> Problem description:
What is needed is the complete listing, repeated exactly.

----- Input data -----

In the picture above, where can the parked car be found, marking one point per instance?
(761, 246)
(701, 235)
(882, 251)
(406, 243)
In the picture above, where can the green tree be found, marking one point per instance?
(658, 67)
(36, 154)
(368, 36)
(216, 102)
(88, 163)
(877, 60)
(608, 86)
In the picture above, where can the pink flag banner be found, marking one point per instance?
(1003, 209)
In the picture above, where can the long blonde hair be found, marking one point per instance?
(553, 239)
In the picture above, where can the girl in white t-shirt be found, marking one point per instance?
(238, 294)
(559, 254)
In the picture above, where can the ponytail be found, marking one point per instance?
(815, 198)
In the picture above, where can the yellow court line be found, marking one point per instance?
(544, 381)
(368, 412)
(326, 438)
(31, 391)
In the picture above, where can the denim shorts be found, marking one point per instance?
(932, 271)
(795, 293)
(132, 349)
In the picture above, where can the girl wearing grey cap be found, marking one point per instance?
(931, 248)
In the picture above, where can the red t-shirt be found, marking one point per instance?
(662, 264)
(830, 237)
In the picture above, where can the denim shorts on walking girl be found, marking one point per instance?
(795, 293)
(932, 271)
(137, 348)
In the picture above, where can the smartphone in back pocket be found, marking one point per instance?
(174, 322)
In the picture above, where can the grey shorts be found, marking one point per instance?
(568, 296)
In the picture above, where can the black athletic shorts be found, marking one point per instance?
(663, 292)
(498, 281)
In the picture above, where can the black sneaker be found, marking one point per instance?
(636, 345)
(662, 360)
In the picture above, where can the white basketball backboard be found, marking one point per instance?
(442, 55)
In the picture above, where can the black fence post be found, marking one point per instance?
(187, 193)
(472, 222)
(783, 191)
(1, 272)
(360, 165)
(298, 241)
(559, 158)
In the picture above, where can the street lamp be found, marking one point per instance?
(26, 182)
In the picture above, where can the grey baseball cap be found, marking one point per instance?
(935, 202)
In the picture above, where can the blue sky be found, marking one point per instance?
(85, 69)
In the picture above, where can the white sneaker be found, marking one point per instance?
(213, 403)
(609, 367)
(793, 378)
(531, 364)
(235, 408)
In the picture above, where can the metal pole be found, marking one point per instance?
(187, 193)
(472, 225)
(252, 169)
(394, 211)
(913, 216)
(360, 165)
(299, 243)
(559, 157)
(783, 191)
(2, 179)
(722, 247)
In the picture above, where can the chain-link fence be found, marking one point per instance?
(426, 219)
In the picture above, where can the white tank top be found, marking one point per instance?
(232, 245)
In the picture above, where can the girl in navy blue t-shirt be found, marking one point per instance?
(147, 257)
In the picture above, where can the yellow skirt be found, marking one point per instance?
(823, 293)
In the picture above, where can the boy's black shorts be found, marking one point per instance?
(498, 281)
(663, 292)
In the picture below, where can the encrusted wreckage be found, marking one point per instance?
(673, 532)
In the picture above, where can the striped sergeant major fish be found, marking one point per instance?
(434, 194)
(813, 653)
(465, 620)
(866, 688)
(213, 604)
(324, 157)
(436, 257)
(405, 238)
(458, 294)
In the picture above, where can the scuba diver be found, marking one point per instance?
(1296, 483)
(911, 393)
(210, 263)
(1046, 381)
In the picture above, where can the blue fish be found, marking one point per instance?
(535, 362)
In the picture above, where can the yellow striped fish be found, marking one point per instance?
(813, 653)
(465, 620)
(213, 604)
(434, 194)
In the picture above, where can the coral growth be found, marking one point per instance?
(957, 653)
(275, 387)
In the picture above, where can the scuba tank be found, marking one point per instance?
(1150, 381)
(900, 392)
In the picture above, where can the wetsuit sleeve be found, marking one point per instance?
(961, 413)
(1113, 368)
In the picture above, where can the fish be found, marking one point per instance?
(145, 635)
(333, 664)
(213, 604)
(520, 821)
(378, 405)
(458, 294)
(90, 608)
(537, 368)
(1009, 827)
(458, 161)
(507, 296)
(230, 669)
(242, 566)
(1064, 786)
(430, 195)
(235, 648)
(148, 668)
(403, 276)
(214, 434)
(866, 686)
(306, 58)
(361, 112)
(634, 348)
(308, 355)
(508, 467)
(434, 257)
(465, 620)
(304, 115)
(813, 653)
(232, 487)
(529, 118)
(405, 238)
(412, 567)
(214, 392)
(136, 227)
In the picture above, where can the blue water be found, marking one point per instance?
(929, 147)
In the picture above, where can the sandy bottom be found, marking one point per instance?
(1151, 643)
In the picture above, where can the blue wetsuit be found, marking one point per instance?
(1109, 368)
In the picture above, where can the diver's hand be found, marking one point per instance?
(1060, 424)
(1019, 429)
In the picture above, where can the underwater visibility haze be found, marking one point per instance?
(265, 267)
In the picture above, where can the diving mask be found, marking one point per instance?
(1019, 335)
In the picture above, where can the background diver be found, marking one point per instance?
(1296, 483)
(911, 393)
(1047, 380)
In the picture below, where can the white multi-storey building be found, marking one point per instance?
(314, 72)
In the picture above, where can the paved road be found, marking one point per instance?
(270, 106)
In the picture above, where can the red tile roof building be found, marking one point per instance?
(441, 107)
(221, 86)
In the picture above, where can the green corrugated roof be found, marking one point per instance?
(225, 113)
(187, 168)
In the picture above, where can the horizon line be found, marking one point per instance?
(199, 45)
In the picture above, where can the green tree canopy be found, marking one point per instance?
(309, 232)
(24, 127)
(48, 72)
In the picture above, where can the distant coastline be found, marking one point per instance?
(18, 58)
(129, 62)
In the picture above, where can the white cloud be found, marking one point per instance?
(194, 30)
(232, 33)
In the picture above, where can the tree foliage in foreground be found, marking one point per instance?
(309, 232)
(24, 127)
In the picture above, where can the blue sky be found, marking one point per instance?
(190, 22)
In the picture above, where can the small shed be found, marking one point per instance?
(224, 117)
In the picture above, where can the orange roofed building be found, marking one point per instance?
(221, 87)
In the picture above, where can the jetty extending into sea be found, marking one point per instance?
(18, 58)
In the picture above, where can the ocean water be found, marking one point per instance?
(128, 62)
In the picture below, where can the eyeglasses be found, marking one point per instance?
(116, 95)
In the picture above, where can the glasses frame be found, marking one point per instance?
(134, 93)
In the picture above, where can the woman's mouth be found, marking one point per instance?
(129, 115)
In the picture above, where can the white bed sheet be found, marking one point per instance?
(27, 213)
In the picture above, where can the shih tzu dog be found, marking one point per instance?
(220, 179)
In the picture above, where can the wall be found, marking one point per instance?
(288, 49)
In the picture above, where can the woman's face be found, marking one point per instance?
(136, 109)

-----

> Exercise answer:
In the picture above, where can the parked car be found, marking one point per instance?
(761, 246)
(701, 235)
(882, 251)
(406, 243)
In the picture above, where can the green tree be found, marking one point per instance?
(658, 67)
(36, 154)
(368, 36)
(216, 102)
(88, 163)
(877, 60)
(608, 86)
In the picture above, where can the pink flag banner be found, marking one point per instance?
(1003, 209)
In the picture above, where can the long blonde hair be found, marking one point per instance?
(553, 239)
In the picture above, where can the girl in white t-shirt be found, marking one point per instance?
(238, 294)
(559, 254)
In the picture above, where can the ponytail be found, marking one point per instance?
(815, 198)
In the picture above, where can the yellow court line be found, marking one point per instance?
(544, 381)
(368, 412)
(326, 438)
(31, 391)
In the picture above, where can the denim shorts be found, marking one point per instance?
(932, 271)
(795, 293)
(132, 349)
In the picture above, where can the girl wearing grey cap be found, marking one point per instance?
(931, 248)
In the picture above, where can the red t-shirt be found, marking one point per instance?
(662, 264)
(830, 237)
In the picture above, where can the denim shorts on walking girl be found, marking one point per instance?
(795, 293)
(932, 271)
(137, 348)
In the picture above, where can the smartphone in back pocket be found, marking one point per instance?
(174, 322)
In the picture above, where can the grey shorts be found, marking one point per instance?
(568, 296)
In the picture above, where can the black athletic shorts be found, marking one point per instance?
(663, 292)
(498, 281)
In the picture above, where can the black sneaker be found, marking one point per instance?
(636, 345)
(662, 360)
In the picture above, where can the white basketball backboard be found, marking one point per instance?
(442, 55)
In the picture above, where can the black fence post be found, marking one point per instance?
(187, 193)
(472, 222)
(783, 191)
(1, 272)
(360, 165)
(298, 241)
(559, 158)
In the picture above, where can the street lamp be found, marking one point per instance?
(26, 182)
In the picture above, where can the grey baseball cap be found, marking one point per instance?
(935, 202)
In the picture above, where can the blue sky be found, marking one point per instance?
(85, 69)
In the picture above, where can the white sneaker be found, marking one point per instance?
(213, 403)
(609, 367)
(793, 378)
(531, 364)
(235, 408)
In the picture above, where can the metal pole be found, marking one point per instance?
(187, 193)
(472, 225)
(252, 169)
(394, 211)
(913, 216)
(360, 165)
(299, 243)
(559, 157)
(783, 191)
(2, 179)
(722, 247)
In the picture above, where can the chain-link fence be found, marking one point per instance?
(426, 219)
In the picture above, where can the white tank top be found, marking one point per instance?
(232, 245)
In the picture above, where can the girl in navy blue t-shirt be found, marking one point per instance?
(147, 257)
In the picture above, where can the yellow skirt be found, marking one point per instance?
(823, 293)
In the picture above, where can the boy's black shorts be found, marking one point per instance?
(498, 281)
(663, 292)
In the picture below, where can the encrusted wreckage be found, marking one point per instance?
(673, 532)
In the picture above, where can the striped sergeant major fish be found, marking one point per instance?
(434, 194)
(813, 653)
(465, 620)
(866, 688)
(213, 604)
(324, 157)
(436, 257)
(405, 238)
(458, 294)
In the picture above, where can the scuba diver be found, marking one point per instance?
(1296, 483)
(911, 393)
(210, 263)
(1046, 381)
In the picture above, where can the blue fish be found, marking one point per instance?
(535, 362)
In the picture above, where can the yellow striped fish be found, marking one point per instance?
(813, 653)
(465, 620)
(213, 604)
(434, 194)
In the picture above, where can the coral growth be found, marking one point per instance?
(957, 653)
(275, 387)
In the picture above, where can the scuba tank be found, marking one point per instance?
(1150, 381)
(900, 392)
In the picture above, where can the wetsuit sleeve be found, marking one point per instance?
(961, 413)
(1113, 368)
In the picture above, where can the fish be found, marking one point per instance?
(145, 635)
(333, 664)
(213, 604)
(520, 821)
(378, 405)
(458, 294)
(90, 608)
(537, 368)
(1009, 827)
(458, 161)
(507, 296)
(230, 669)
(242, 566)
(1064, 786)
(430, 195)
(235, 648)
(148, 668)
(403, 276)
(214, 434)
(866, 686)
(306, 58)
(361, 112)
(634, 348)
(308, 355)
(508, 467)
(434, 257)
(465, 620)
(304, 115)
(813, 653)
(232, 487)
(529, 118)
(405, 238)
(412, 567)
(214, 392)
(136, 227)
In the picture above, where can the blue water be found, marking one point per instance?
(929, 147)
In the picture above, where can the sandy bottom be found, marking one point per instance?
(1151, 643)
In the picture above, where can the blue wetsuit be found, marking one point per instance?
(1109, 368)
In the picture above, where can the diver's hand be found, marking one point per instance?
(1060, 424)
(1019, 429)
In the picture above, where can the underwater visibility haze be found, marking one point per instance?
(265, 267)
In the picture above, where can the diving mask be found, marking one point per instance?
(1019, 335)
In the picture above, where can the background diver be found, marking one point per instance?
(1296, 483)
(911, 393)
(1047, 380)
In the picture below, where can the white multi-storey building be found, marking one point per instance?
(314, 72)
In the picture above, where can the paved road be found, marking one point per instance?
(270, 106)
In the picture above, where can the red tile roof building be found, marking one point per instance?
(441, 107)
(221, 86)
In the picture above, where can the green corrugated roof be found, marking one point per instance?
(225, 113)
(187, 168)
In the picture above, where can the horizon line be found, marking one point per instance?
(199, 45)
In the picture above, where can the green tree canopy be found, marking one point per instance?
(309, 232)
(24, 127)
(48, 72)
In the picture above, where can the distant coastline be found, marking one point per instance?
(18, 58)
(129, 62)
In the picture above, where can the white cloud be found, marking one point per instance?
(194, 30)
(232, 33)
In the picture above, where can the tree foliage in foreground be found, marking one point per instance?
(309, 232)
(24, 127)
In the picture above, where can the blue sky be found, marking one point per instance?
(190, 22)
In the picture above, where can the small shed be found, marking one point per instance?
(224, 117)
In the picture above, where can the orange roofed building be found, marking one point per instance?
(221, 87)
In the picture above, where can the jetty extending into sea be found, marking one point per instance?
(18, 58)
In the picture above, where can the ocean water be found, marking one point per instance?
(128, 62)
In the picture below, where can the eyeglasses be found, marking one point per instance?
(116, 95)
In the picture above, where can the glasses frame be found, marking one point per instance?
(134, 93)
In the picture above, where can the woman's mouth be found, marking one point per instance?
(129, 115)
In the picture above, where can the white bed sheet be found, marking one point per instance?
(27, 213)
In the picture above, where can the shih tzu dog be found, marking one point per instance?
(220, 179)
In the picture above, where can the wall be found, marking one point per instance?
(288, 49)
In the picture above, where can the woman's face be found, marking one point per instance?
(136, 109)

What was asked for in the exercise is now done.